REQUIRED TASK:
Turn the rows below into a numbered list with one line per item, skipping blank lines and leaving out the pictures.

─── TASK INPUT ───

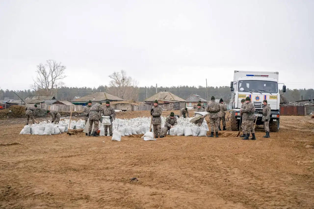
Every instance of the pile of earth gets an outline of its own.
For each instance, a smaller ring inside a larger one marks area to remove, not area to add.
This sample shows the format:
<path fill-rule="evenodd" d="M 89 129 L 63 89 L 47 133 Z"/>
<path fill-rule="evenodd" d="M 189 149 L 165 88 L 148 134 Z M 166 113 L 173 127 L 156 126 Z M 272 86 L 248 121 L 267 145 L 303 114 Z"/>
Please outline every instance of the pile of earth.
<path fill-rule="evenodd" d="M 34 114 L 35 117 L 45 117 L 47 115 L 46 110 L 37 109 Z M 19 105 L 13 105 L 7 109 L 0 110 L 0 118 L 25 117 L 25 107 Z"/>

───

TASK SOLUTION:
1. Every instance of the pile of earth gets an outline of its own.
2. For each instance, a smaller ring inside a larger one marks area to remove, not area to add.
3. This sample shows the format:
4. <path fill-rule="evenodd" d="M 89 129 L 63 89 L 47 133 Z"/>
5. <path fill-rule="evenodd" d="M 189 149 L 165 88 L 148 134 Z M 166 113 L 173 127 L 156 126 Z M 272 86 L 248 121 L 267 145 L 303 114 Z"/>
6. Please outline every instance of the pile of earth.
7. <path fill-rule="evenodd" d="M 34 114 L 35 117 L 45 117 L 47 115 L 46 110 L 37 109 Z M 19 105 L 13 105 L 7 109 L 0 110 L 0 118 L 25 117 L 25 107 Z"/>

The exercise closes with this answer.